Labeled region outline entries

☆ ☆ ☆ ☆ ☆

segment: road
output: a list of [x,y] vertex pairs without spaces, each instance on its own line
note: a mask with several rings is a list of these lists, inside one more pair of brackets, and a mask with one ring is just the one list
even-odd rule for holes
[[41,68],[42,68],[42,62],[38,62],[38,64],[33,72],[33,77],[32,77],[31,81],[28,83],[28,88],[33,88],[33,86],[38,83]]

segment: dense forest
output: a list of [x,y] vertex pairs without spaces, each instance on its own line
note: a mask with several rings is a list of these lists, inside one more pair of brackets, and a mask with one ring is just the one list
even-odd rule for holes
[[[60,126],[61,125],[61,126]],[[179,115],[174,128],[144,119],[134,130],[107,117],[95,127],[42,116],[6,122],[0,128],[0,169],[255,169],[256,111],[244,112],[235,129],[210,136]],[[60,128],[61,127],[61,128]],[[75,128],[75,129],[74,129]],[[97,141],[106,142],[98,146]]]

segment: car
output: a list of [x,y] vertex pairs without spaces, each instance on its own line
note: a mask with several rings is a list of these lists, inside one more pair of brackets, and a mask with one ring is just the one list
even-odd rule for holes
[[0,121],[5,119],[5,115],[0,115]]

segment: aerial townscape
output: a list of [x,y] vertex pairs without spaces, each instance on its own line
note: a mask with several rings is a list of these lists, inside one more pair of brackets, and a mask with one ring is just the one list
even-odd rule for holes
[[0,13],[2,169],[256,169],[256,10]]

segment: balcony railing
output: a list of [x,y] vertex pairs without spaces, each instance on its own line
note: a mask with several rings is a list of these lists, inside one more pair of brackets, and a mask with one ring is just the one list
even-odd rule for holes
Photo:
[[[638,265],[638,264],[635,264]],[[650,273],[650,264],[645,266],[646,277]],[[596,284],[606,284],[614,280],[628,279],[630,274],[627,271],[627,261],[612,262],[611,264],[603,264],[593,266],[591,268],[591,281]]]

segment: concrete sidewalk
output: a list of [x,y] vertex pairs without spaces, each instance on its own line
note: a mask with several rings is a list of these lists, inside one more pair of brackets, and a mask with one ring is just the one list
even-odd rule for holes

☆ ☆ ☆ ☆ ☆

**Stated problem:** Recast the material from the line containing "segment: aerial townscape" down to the line containing "[[0,13],[2,169],[256,169],[256,10]]", both included, as a numbered list with blank lines omitted.

**The answer:**
1. segment: aerial townscape
2. output: a list of [x,y] vertex pairs without spaces, each instance on its own line
3. note: a mask with several rings is a list of these lists, inside one more pair of brackets, and a mask with one ring is just the one list
4. even-odd rule for holes
5. [[0,13],[2,169],[256,169],[256,10]]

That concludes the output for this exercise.